Problem requirements:
Please rewrite all the entries below as one numbered list with a number on each line, skipping blank lines and leaving out the pictures.

►

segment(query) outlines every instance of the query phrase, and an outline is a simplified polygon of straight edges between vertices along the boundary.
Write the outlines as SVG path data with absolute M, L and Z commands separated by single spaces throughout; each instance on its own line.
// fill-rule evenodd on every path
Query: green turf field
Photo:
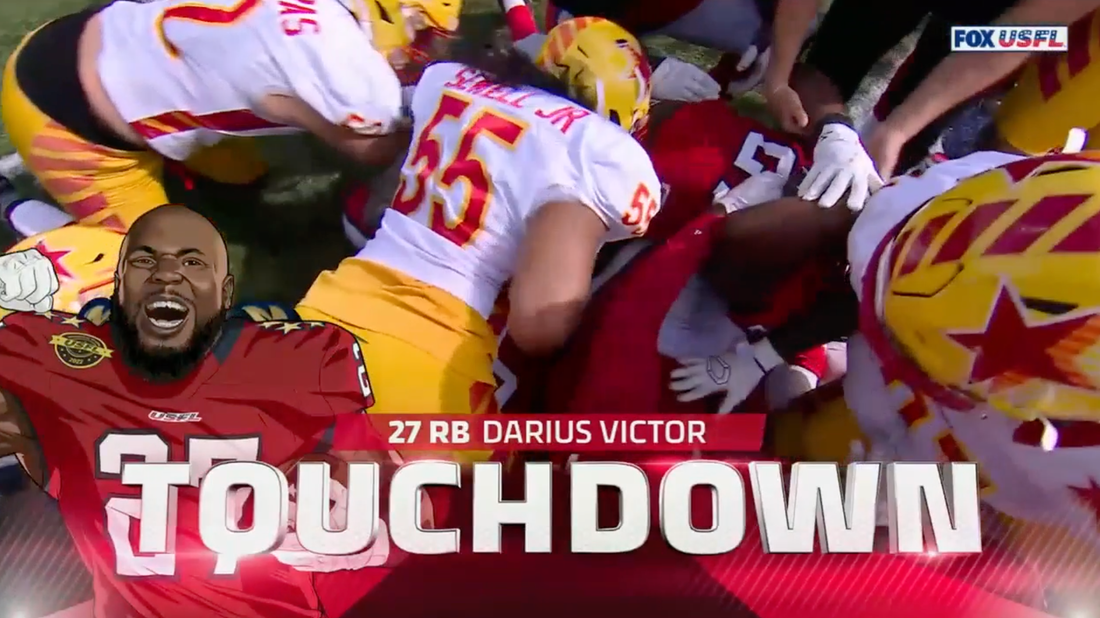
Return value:
M 7 60 L 26 32 L 51 18 L 92 3 L 0 2 L 0 54 Z M 496 0 L 466 0 L 465 9 L 465 35 L 484 36 L 503 23 Z M 690 46 L 676 51 L 684 55 L 694 52 Z M 273 179 L 258 200 L 254 195 L 224 191 L 173 197 L 207 211 L 227 233 L 242 298 L 289 302 L 300 297 L 319 271 L 350 253 L 340 230 L 334 195 L 341 178 L 369 172 L 345 168 L 338 156 L 308 139 L 268 140 L 264 150 L 271 159 Z M 9 152 L 11 146 L 0 135 L 0 155 Z M 22 180 L 22 186 L 33 187 L 29 179 Z

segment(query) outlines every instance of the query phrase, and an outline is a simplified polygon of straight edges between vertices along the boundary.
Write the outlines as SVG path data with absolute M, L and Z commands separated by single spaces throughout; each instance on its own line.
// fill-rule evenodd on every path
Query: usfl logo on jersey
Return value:
M 952 27 L 952 52 L 1065 52 L 1068 44 L 1064 25 Z

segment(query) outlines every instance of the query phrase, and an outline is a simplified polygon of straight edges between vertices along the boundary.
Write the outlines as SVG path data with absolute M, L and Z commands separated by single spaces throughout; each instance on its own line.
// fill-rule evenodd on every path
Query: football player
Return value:
M 52 309 L 61 273 L 41 253 L 0 257 L 0 456 L 16 455 L 57 499 L 94 575 L 95 616 L 326 616 L 315 577 L 331 565 L 293 532 L 268 555 L 212 554 L 199 540 L 198 487 L 219 461 L 289 471 L 332 452 L 339 464 L 333 435 L 362 438 L 348 448 L 388 463 L 365 422 L 371 388 L 356 340 L 333 324 L 230 319 L 226 243 L 182 207 L 136 220 L 121 252 L 106 319 Z M 194 473 L 161 552 L 136 545 L 148 511 L 141 489 L 121 483 L 133 460 L 190 463 Z M 384 530 L 336 567 L 384 563 Z
M 307 131 L 362 163 L 388 163 L 408 139 L 395 67 L 417 56 L 403 11 L 435 31 L 432 4 L 90 8 L 32 32 L 9 58 L 4 125 L 57 203 L 84 225 L 120 231 L 168 201 L 166 159 L 219 181 L 257 179 L 265 166 L 242 136 Z
M 838 0 L 832 3 L 822 22 L 805 60 L 806 70 L 796 71 L 793 81 L 789 81 L 802 48 L 804 24 L 816 15 L 818 4 L 817 0 L 784 0 L 776 19 L 773 60 L 765 78 L 765 95 L 776 118 L 791 131 L 805 130 L 829 114 L 844 113 L 847 100 L 872 65 L 931 14 L 904 69 L 895 75 L 893 87 L 886 95 L 889 106 L 877 109 L 882 121 L 862 131 L 879 174 L 889 178 L 895 169 L 904 172 L 913 163 L 905 157 L 899 168 L 903 146 L 950 110 L 1008 78 L 1027 58 L 1026 54 L 952 55 L 950 26 L 1068 24 L 1093 10 L 1098 2 Z M 867 33 L 857 52 L 849 44 L 854 24 L 860 24 Z M 1058 140 L 1064 136 L 1063 131 Z M 923 156 L 920 151 L 915 150 L 915 159 Z
M 366 342 L 377 412 L 491 411 L 487 319 L 505 284 L 515 342 L 556 350 L 580 319 L 596 252 L 644 234 L 660 206 L 634 136 L 650 71 L 632 35 L 581 18 L 549 33 L 540 66 L 513 51 L 481 58 L 470 62 L 503 62 L 425 71 L 381 229 L 298 307 Z
M 721 356 L 749 378 L 722 389 L 739 398 L 792 339 L 849 328 L 843 393 L 779 417 L 780 454 L 844 461 L 862 442 L 887 460 L 976 462 L 1022 551 L 1094 569 L 1097 187 L 1094 153 L 979 152 L 899 178 L 854 224 L 793 200 L 739 212 L 754 225 L 740 222 L 727 260 L 744 268 L 846 242 L 856 309 L 834 305 Z M 781 241 L 789 251 L 765 250 Z

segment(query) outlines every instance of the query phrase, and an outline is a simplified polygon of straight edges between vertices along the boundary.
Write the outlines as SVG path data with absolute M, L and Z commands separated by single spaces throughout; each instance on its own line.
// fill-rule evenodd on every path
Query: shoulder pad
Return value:
M 290 305 L 282 302 L 245 302 L 234 307 L 231 319 L 251 320 L 253 322 L 271 322 L 277 320 L 298 321 L 298 312 Z
M 111 300 L 109 298 L 94 298 L 86 302 L 77 313 L 77 318 L 101 327 L 111 318 Z

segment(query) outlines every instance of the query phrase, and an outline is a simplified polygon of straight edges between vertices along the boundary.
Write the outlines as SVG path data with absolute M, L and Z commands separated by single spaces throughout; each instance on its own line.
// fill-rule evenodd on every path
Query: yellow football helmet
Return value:
M 450 35 L 459 30 L 462 0 L 404 0 L 402 8 L 405 20 L 417 32 L 430 30 Z
M 888 334 L 937 388 L 1100 421 L 1100 153 L 963 180 L 904 223 L 880 282 Z
M 427 49 L 437 34 L 450 35 L 459 29 L 461 0 L 340 0 L 371 29 L 374 48 L 395 68 L 410 60 L 427 59 Z
M 649 60 L 641 44 L 602 18 L 575 18 L 553 27 L 537 59 L 570 95 L 634 134 L 649 120 Z
M 36 249 L 54 263 L 61 288 L 54 309 L 76 313 L 95 298 L 110 298 L 122 232 L 98 225 L 65 225 L 24 239 L 9 253 Z

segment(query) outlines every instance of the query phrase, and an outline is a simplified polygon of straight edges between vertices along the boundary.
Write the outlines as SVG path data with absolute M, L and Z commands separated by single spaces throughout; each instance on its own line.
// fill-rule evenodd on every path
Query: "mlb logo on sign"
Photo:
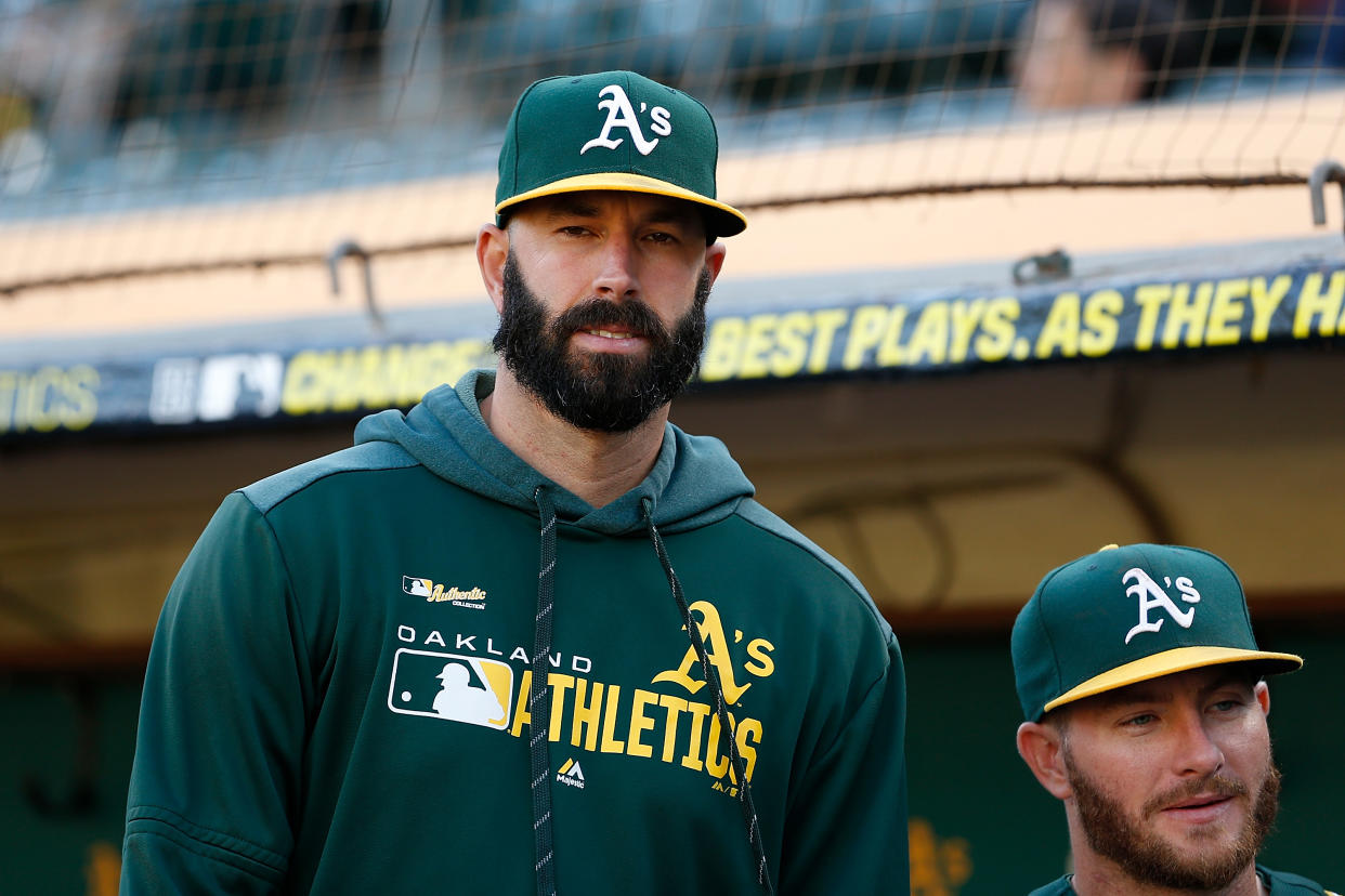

◄

The completed task:
1. segment(query) outlines every instance of the query phrase, and an outline is a simplified polygon of straight edges between vertices along the boundary.
2. Write the outlines as SVG path data with absolute M, L and Z commands separated by single spaces throughout; each instance on its own line.
3. // fill-rule evenodd on every path
4. Query: green turf field
5. Photo:
6. Return value:
7. M 7 60 L 26 32 L 51 18 L 92 3 L 0 2 L 0 54 Z M 496 0 L 466 0 L 465 9 L 465 35 L 484 36 L 503 23 Z M 690 46 L 676 51 L 684 55 L 694 52 Z M 273 179 L 258 200 L 254 195 L 224 191 L 173 197 L 207 211 L 227 233 L 242 298 L 289 302 L 300 297 L 319 271 L 350 253 L 340 230 L 334 195 L 341 178 L 369 172 L 345 168 L 338 156 L 308 139 L 268 140 L 264 150 L 271 159 Z M 9 152 L 11 146 L 0 135 L 0 155 Z M 22 180 L 22 186 L 33 187 L 29 179 Z
8. segment(query) outlines every instance of the query phrase, and an outline is a simplified polygon of straight edges between vertices along the boundary.
9. Write the outlines as SVG path data with absolute M, L and Z commands separated by single spaces throughout; each instance on its own line.
10. // fill-rule evenodd on every path
11. Query: usfl logo on jersey
12. Return value:
13. M 952 27 L 952 52 L 1065 52 L 1068 44 L 1064 25 Z
14. segment(query) outlines every instance of the query phrase, and an outline is a simplified polygon of straight edges between vertices along the boundary.
15. Write the outlines as SVG path data with absolute M, L and Z commands separated by single spaces throughout; each instance on its own line.
16. // fill-rule evenodd on every path
17. Query: football player
18. Return value:
19. M 52 309 L 61 273 L 41 253 L 0 257 L 0 456 L 16 455 L 57 499 L 94 575 L 95 616 L 326 616 L 315 577 L 331 565 L 293 532 L 268 555 L 212 554 L 199 540 L 198 487 L 219 461 L 289 471 L 332 452 L 339 464 L 333 435 L 362 438 L 348 448 L 388 463 L 365 422 L 371 388 L 356 340 L 333 324 L 230 319 L 226 243 L 182 207 L 136 220 L 121 252 L 106 319 Z M 194 473 L 161 552 L 136 545 L 148 511 L 141 489 L 121 483 L 133 460 L 190 463 Z M 384 530 L 336 567 L 384 563 Z
20. M 307 131 L 362 163 L 388 163 L 408 139 L 395 67 L 417 56 L 403 11 L 435 31 L 432 4 L 90 8 L 32 32 L 9 58 L 4 125 L 57 203 L 84 225 L 120 231 L 168 201 L 166 159 L 219 181 L 257 179 L 265 166 L 242 136 Z
21. M 838 0 L 832 3 L 822 22 L 805 60 L 806 70 L 796 71 L 793 81 L 789 81 L 802 48 L 804 24 L 816 15 L 818 4 L 817 0 L 784 0 L 776 19 L 773 60 L 765 78 L 765 95 L 776 118 L 791 131 L 805 130 L 829 114 L 844 113 L 847 100 L 872 65 L 931 14 L 904 69 L 895 75 L 893 87 L 886 95 L 889 106 L 877 109 L 882 121 L 862 131 L 879 174 L 889 178 L 895 169 L 904 172 L 913 163 L 905 157 L 899 168 L 903 146 L 950 110 L 1008 78 L 1027 58 L 1026 54 L 952 55 L 950 26 L 1068 24 L 1093 10 L 1098 2 Z M 867 33 L 857 52 L 849 44 L 854 24 L 860 24 Z M 1058 140 L 1064 136 L 1063 131 Z M 923 156 L 920 151 L 915 150 L 915 159 Z
22. M 366 342 L 377 412 L 491 411 L 487 319 L 505 284 L 515 342 L 556 350 L 580 319 L 596 252 L 644 234 L 660 206 L 634 136 L 650 71 L 632 35 L 581 18 L 549 33 L 540 66 L 513 51 L 481 58 L 470 62 L 503 62 L 425 71 L 381 229 L 298 307 Z
23. M 721 356 L 749 378 L 722 389 L 739 398 L 792 339 L 849 328 L 843 393 L 779 417 L 780 454 L 844 461 L 862 442 L 887 460 L 976 462 L 1022 551 L 1094 569 L 1097 187 L 1094 153 L 979 152 L 899 178 L 854 224 L 793 200 L 739 212 L 754 225 L 740 222 L 727 260 L 744 268 L 846 242 L 856 309 L 834 305 Z M 781 241 L 789 251 L 765 250 Z
24. segment(query) outlines every instance of the query phrase, and an outline is a simplified polygon of straight edges between vertices along the boundary.
25. Write the outlines as SVG path data with absolute M, L and Z commands separated by single spaces throughout; each instance on its own line.
26. // fill-rule evenodd on every path
27. Query: shoulder pad
28. Return value:
29. M 290 305 L 282 302 L 245 302 L 234 307 L 231 319 L 251 320 L 253 322 L 271 322 L 277 320 L 298 321 L 298 312 Z
30. M 111 300 L 109 298 L 94 298 L 86 302 L 77 313 L 77 318 L 101 327 L 111 318 Z
31. segment(query) outlines every instance of the query phrase, and an outline is a simplified polygon of straight edges between vertices along the boundary.
32. Write the outlines as SVG path data with absolute M, L and Z commands separated by single spaces throughout; each instance on its own line.
33. // fill-rule evenodd on every path
34. Query: yellow football helmet
35. Return value:
36. M 450 35 L 459 30 L 462 0 L 404 0 L 402 8 L 405 20 L 417 32 L 430 30 Z
37. M 888 334 L 937 388 L 1100 421 L 1100 153 L 963 180 L 904 223 L 880 282 Z
38. M 427 49 L 437 34 L 450 35 L 459 29 L 461 0 L 340 0 L 371 29 L 374 48 L 395 68 L 410 60 L 427 59 Z
39. M 649 60 L 641 44 L 602 18 L 575 18 L 553 27 L 537 59 L 570 95 L 634 134 L 649 120 Z
40. M 36 249 L 54 263 L 61 288 L 54 309 L 76 313 L 95 298 L 110 298 L 122 232 L 98 225 L 65 225 L 24 239 L 9 253 Z
41. segment(query) outlines every instance of the query phrase, and an outline is a simplified polygon of straight edges between vertices along the boundary.
42. Write the outlines as SVG path data with absolute M, L and Z commands separated by single spaces throughout; each instance on its own line.
43. // fill-rule evenodd on every path
44. Query: "mlb logo on sign"
45. Photo:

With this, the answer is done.